→ The exercise: Go to the line that contains "the light wood" and extract it along with every line after it, exactly, through the end of the data below.

Collection entries:

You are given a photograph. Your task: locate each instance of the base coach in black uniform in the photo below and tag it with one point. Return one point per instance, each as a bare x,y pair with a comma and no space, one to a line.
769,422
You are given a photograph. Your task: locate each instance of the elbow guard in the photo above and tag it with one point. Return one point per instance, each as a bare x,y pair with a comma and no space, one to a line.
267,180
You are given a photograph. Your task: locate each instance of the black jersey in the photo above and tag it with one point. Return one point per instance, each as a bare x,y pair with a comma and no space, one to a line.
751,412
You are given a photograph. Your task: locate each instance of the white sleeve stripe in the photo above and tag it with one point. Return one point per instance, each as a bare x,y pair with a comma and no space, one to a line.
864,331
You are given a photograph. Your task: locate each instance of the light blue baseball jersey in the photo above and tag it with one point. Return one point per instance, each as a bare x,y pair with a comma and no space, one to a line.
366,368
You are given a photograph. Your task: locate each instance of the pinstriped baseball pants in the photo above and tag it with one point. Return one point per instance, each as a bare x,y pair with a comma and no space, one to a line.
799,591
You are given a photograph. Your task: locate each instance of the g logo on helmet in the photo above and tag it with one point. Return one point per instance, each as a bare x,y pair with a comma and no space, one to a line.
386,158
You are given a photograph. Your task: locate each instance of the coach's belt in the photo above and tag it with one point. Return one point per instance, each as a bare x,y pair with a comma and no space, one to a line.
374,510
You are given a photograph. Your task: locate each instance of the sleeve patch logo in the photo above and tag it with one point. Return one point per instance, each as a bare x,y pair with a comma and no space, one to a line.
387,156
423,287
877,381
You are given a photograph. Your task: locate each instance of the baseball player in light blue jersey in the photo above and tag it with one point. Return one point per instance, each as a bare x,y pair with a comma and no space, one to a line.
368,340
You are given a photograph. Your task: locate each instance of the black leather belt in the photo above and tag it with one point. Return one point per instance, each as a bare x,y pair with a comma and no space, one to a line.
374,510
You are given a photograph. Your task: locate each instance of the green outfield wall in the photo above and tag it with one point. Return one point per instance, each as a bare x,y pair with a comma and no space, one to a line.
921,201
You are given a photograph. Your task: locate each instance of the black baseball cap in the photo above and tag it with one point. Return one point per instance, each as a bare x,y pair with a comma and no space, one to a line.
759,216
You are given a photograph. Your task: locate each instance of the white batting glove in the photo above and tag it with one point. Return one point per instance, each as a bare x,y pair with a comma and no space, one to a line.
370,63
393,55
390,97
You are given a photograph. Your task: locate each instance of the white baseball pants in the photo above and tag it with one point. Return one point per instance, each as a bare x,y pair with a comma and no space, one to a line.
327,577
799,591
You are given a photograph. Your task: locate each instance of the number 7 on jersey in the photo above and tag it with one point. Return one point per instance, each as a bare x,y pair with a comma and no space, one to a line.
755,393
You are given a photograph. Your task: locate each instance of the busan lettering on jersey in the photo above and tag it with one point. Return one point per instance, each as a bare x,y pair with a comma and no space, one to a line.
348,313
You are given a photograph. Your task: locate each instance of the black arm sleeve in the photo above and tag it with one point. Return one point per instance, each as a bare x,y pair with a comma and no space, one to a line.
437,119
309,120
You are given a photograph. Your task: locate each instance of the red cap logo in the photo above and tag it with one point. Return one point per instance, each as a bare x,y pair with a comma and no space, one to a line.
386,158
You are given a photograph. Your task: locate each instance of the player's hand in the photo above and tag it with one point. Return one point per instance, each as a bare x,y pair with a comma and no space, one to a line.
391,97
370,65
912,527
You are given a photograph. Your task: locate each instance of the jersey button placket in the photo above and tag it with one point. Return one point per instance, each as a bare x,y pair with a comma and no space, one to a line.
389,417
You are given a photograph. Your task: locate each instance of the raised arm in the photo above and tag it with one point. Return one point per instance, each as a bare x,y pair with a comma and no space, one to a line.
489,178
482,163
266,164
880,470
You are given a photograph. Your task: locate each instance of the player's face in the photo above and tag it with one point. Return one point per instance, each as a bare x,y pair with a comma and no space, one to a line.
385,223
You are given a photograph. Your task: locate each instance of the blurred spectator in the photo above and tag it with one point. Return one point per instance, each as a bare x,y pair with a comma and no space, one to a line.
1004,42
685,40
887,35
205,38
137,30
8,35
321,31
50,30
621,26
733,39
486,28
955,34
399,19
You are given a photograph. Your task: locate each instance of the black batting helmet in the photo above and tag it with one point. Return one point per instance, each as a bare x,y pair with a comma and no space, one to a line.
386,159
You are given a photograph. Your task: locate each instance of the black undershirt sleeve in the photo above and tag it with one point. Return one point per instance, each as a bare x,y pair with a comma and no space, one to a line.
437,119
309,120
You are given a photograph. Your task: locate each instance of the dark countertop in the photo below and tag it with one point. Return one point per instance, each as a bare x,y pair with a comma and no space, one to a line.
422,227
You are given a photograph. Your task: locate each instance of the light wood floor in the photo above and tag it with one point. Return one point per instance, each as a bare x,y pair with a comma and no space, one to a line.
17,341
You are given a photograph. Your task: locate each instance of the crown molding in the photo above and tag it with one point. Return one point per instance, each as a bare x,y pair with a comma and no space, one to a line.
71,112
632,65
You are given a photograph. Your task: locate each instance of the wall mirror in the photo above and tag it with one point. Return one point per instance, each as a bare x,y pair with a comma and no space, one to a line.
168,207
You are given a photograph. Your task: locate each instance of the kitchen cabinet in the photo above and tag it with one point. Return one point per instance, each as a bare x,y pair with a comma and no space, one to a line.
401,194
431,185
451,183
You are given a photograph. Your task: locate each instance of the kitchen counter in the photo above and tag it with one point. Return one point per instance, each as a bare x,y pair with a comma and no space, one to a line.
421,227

→ Response:
You are given a photograph. Your task: locate each instance of the light wood floor in the photo above and tag it with one point. Return one point per instance, each as a bare x,y pair with a comma and no space, one to a line.
17,341
You are given a photograph. Your task: locate each instance of the crown molding in the photo above and tag it with one point. Return one point per instance, each as a bare x,y pair with a comma and no space, one to a line.
71,112
632,65
You are given a photograph. Your task: locate each instance of the wall mirror in the photo above and tag it with one point. Return one point per instance, each as a bare x,y pair with a comma and no space, one to a line.
168,207
You are given a photograph. Your task: locate each instance of the kitchen cabinet in the photo above and tag it with one point. Return one point per instance, each as a bare x,y pair with a comma and no space, one to a line.
401,194
431,185
451,183
You are given a photograph. Your task: locate each instance of the kitchen counter in the photo above and tag it with one point. Return one point per instance, each as a bare x,y pair with a comma and no space, one to a line.
421,227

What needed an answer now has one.